> _What needs to be done_
Express every line of the entries below as a JSON list of strings, one string per line, with blank lines skipped and the pictures left out.

===

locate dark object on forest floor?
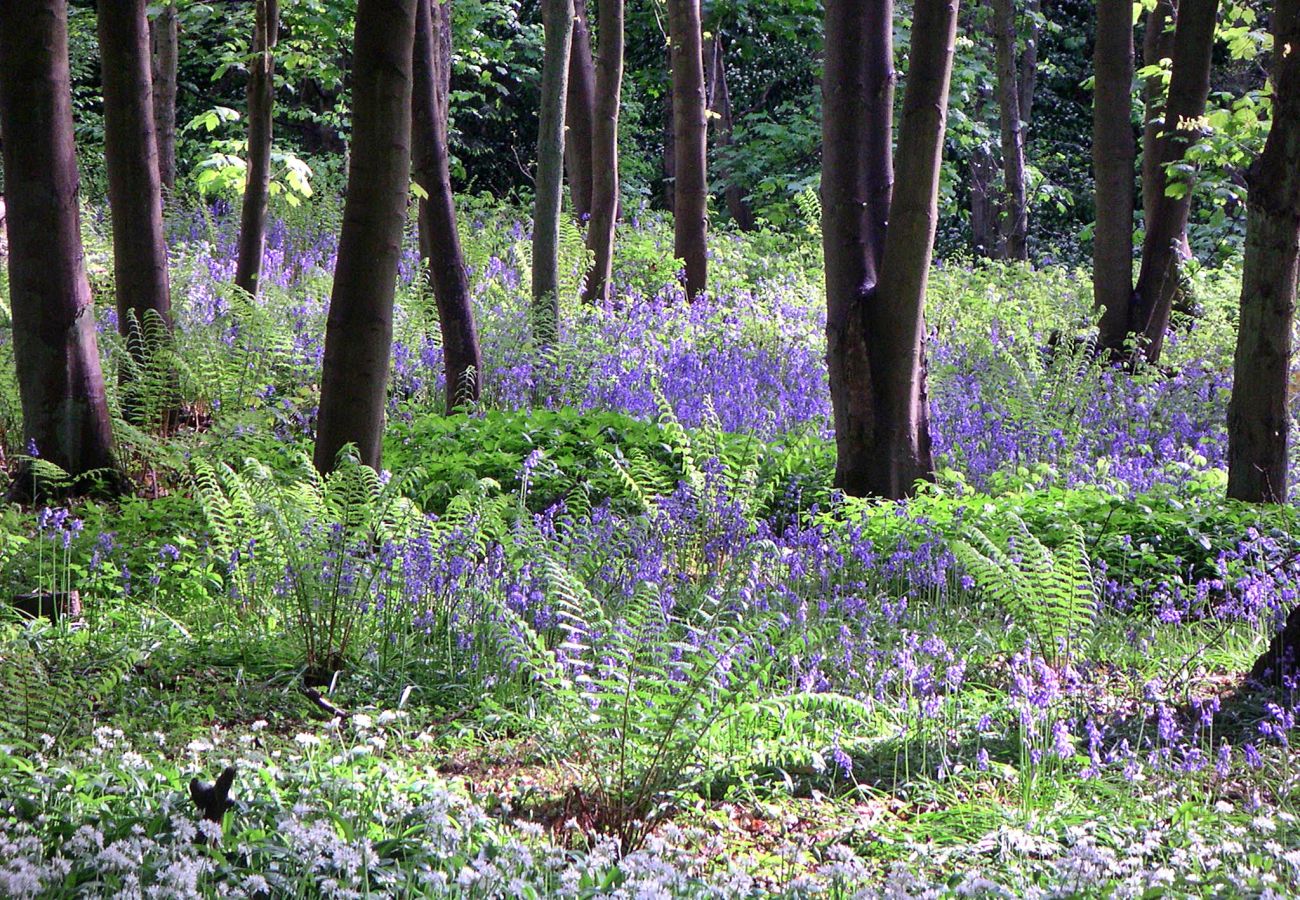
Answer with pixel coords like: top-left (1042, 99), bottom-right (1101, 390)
top-left (190, 766), bottom-right (235, 825)
top-left (9, 590), bottom-right (82, 624)
top-left (1247, 606), bottom-right (1300, 687)
top-left (303, 688), bottom-right (352, 719)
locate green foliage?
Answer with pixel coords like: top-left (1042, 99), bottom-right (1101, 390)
top-left (0, 620), bottom-right (144, 756)
top-left (384, 406), bottom-right (833, 516)
top-left (953, 518), bottom-right (1097, 665)
top-left (194, 453), bottom-right (423, 680)
top-left (495, 522), bottom-right (783, 852)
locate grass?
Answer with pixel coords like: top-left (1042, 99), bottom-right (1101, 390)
top-left (0, 200), bottom-right (1300, 897)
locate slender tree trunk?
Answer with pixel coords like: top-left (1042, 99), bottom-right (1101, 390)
top-left (0, 0), bottom-right (116, 493)
top-left (1018, 0), bottom-right (1043, 131)
top-left (150, 0), bottom-right (179, 194)
top-left (822, 0), bottom-right (957, 497)
top-left (235, 0), bottom-right (280, 297)
top-left (533, 0), bottom-right (573, 345)
top-left (668, 0), bottom-right (709, 299)
top-left (1092, 0), bottom-right (1136, 350)
top-left (871, 0), bottom-right (957, 497)
top-left (564, 0), bottom-right (605, 220)
top-left (1141, 0), bottom-right (1178, 235)
top-left (315, 0), bottom-right (416, 472)
top-left (411, 0), bottom-right (484, 415)
top-left (1227, 0), bottom-right (1300, 503)
top-left (99, 0), bottom-right (172, 332)
top-left (966, 79), bottom-right (998, 259)
top-left (1130, 0), bottom-right (1218, 363)
top-left (970, 143), bottom-right (997, 259)
top-left (705, 35), bottom-right (755, 232)
top-left (993, 0), bottom-right (1030, 259)
top-left (586, 0), bottom-right (623, 303)
top-left (663, 46), bottom-right (677, 211)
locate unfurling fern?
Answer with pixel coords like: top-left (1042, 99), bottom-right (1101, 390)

===

> _Task solution_
[
  "locate dark object on forest floor?",
  "Answer with pixel coords like: top-left (1042, 99), bottom-right (1101, 390)",
  "top-left (190, 766), bottom-right (235, 825)",
  "top-left (9, 590), bottom-right (82, 624)",
  "top-left (1247, 606), bottom-right (1300, 687)",
  "top-left (303, 688), bottom-right (352, 719)",
  "locate green foliage?",
  "Answer with pixel coords like: top-left (1042, 99), bottom-right (1101, 390)",
  "top-left (0, 620), bottom-right (144, 756)",
  "top-left (384, 406), bottom-right (833, 516)",
  "top-left (953, 518), bottom-right (1097, 665)",
  "top-left (194, 453), bottom-right (423, 680)",
  "top-left (495, 522), bottom-right (783, 852)",
  "locate grass?",
  "Answer with pixel coords like: top-left (1042, 99), bottom-right (1101, 390)",
  "top-left (0, 200), bottom-right (1300, 897)",
  "locate slender tree trunk?",
  "Answer with pixel coords like: top-left (1042, 99), bottom-right (1101, 390)",
  "top-left (0, 0), bottom-right (116, 493)",
  "top-left (1018, 0), bottom-right (1043, 131)",
  "top-left (150, 0), bottom-right (179, 194)",
  "top-left (822, 0), bottom-right (957, 497)",
  "top-left (235, 0), bottom-right (280, 297)",
  "top-left (533, 0), bottom-right (573, 345)",
  "top-left (668, 0), bottom-right (709, 299)",
  "top-left (1092, 0), bottom-right (1136, 350)",
  "top-left (871, 0), bottom-right (957, 497)",
  "top-left (564, 0), bottom-right (605, 220)",
  "top-left (1141, 0), bottom-right (1178, 235)",
  "top-left (315, 0), bottom-right (416, 472)",
  "top-left (411, 0), bottom-right (484, 415)",
  "top-left (1227, 0), bottom-right (1300, 503)",
  "top-left (99, 0), bottom-right (172, 332)",
  "top-left (966, 79), bottom-right (998, 259)",
  "top-left (1130, 0), bottom-right (1218, 363)",
  "top-left (970, 143), bottom-right (997, 259)",
  "top-left (705, 35), bottom-right (755, 232)",
  "top-left (993, 0), bottom-right (1030, 259)",
  "top-left (586, 0), bottom-right (623, 303)",
  "top-left (663, 46), bottom-right (677, 211)",
  "locate unfurling fern?",
  "Answer with pixel coords like: top-left (1042, 99), bottom-right (1101, 390)"
]